* _INSTRUCTIONS FOR THE TASK_
In the items below, how many lines contain the word "aircraft"? Reply with the number alone.

Part of a data file:
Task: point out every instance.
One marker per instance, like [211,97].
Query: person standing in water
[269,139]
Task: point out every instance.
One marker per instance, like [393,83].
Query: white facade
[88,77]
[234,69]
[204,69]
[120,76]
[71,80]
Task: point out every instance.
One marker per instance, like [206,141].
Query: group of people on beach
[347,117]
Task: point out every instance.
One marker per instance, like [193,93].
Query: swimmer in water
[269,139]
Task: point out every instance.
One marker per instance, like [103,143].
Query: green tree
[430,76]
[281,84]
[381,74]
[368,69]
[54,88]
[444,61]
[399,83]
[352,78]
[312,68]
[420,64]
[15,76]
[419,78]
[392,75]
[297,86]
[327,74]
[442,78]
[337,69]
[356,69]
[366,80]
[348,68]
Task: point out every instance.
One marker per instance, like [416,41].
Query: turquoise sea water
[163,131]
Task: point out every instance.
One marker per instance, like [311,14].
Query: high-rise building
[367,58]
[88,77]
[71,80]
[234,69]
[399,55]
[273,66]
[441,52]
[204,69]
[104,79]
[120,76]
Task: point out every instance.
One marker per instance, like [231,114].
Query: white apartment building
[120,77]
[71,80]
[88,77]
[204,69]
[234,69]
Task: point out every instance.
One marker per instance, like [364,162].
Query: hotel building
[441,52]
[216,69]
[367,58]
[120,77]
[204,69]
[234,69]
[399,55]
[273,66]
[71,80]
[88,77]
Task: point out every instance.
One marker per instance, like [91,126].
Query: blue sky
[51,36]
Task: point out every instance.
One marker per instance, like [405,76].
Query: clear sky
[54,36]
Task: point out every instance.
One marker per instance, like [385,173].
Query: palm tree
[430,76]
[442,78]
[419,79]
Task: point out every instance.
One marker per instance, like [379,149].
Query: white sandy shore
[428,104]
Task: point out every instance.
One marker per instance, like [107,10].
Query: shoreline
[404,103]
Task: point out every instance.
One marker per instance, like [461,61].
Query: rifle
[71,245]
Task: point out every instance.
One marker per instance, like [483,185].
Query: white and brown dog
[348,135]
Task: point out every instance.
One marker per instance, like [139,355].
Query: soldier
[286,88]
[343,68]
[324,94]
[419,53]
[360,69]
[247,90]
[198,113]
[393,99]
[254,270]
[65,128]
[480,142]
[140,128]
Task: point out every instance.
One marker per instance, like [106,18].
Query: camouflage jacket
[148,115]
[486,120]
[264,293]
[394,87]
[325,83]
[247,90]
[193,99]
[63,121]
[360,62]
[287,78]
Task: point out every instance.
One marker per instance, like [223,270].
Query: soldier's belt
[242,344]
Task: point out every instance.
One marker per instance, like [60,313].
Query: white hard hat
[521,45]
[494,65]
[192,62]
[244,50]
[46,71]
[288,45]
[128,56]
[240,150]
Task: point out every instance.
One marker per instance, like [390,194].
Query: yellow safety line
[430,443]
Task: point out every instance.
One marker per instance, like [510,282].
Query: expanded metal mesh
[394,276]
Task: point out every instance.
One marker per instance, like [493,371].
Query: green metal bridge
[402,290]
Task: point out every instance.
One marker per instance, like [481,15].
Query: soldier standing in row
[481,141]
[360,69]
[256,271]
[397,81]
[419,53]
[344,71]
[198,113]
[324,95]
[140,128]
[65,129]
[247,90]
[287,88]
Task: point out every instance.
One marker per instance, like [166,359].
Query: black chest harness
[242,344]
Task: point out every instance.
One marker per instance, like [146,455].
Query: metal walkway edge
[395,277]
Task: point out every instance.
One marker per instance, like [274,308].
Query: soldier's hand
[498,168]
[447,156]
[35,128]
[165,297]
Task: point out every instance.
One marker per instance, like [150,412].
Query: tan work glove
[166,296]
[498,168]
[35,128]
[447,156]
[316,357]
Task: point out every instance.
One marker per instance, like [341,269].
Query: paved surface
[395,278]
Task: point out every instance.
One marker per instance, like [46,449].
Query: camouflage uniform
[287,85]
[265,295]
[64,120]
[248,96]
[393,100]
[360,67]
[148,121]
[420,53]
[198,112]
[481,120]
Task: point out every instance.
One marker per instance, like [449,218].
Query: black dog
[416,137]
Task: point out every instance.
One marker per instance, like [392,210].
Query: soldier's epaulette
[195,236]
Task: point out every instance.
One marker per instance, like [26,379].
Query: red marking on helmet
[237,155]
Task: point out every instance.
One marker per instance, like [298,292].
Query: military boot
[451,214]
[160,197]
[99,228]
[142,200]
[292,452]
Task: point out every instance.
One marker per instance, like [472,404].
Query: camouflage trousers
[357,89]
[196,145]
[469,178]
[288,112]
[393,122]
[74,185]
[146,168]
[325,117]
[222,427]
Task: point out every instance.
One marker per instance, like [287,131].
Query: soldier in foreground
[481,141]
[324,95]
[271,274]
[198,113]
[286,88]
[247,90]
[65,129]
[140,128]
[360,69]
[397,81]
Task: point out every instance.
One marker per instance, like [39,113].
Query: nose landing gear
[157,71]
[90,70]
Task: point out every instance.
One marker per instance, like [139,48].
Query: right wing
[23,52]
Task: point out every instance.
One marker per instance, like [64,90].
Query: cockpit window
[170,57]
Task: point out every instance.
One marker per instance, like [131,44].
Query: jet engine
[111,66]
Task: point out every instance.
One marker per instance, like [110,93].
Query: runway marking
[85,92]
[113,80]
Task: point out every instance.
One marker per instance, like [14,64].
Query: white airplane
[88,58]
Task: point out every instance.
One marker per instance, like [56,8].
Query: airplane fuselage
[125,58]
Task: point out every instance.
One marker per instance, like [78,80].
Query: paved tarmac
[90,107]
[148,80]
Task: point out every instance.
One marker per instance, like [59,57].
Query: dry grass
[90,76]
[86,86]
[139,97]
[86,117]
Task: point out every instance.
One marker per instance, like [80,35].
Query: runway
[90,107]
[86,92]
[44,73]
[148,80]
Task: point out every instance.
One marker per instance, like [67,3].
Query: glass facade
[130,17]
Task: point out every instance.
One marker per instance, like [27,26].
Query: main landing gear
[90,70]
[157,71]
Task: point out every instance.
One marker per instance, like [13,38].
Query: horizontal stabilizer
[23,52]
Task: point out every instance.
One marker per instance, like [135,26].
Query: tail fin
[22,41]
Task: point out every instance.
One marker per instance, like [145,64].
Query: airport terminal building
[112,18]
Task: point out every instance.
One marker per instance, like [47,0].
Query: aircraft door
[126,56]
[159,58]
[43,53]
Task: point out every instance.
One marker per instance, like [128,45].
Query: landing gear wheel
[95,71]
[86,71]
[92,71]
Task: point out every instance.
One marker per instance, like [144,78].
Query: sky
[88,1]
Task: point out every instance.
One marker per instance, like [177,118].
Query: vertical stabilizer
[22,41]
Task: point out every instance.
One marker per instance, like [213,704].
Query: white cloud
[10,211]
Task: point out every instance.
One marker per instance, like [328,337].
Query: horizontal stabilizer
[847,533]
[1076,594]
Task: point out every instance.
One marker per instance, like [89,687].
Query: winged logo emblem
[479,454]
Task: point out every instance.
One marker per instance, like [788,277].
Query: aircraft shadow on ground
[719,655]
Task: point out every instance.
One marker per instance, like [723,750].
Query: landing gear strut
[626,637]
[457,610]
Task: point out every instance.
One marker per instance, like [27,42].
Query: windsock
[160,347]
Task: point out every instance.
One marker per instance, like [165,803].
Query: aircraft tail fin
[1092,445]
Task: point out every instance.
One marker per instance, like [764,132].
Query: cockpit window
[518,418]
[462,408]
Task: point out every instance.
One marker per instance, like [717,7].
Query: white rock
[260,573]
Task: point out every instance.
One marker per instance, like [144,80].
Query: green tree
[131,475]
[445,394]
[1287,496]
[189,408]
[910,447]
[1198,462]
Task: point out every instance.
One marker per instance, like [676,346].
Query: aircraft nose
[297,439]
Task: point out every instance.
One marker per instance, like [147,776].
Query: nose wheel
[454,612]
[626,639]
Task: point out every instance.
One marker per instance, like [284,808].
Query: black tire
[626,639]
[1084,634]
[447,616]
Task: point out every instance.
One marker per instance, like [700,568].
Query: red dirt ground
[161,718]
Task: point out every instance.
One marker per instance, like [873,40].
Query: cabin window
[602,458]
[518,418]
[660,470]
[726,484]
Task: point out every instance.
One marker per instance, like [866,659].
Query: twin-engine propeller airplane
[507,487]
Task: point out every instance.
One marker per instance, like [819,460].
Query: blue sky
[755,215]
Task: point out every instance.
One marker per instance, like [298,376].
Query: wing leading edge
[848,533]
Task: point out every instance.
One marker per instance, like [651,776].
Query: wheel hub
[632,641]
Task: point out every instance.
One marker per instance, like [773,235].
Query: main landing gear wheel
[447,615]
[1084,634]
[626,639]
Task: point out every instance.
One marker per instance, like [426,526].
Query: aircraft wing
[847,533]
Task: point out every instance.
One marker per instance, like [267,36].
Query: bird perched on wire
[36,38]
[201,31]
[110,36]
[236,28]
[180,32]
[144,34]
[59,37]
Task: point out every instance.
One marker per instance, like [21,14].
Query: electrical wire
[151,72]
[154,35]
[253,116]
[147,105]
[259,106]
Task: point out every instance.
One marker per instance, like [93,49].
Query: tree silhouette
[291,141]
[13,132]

* _REPLY TO THE TASK_
5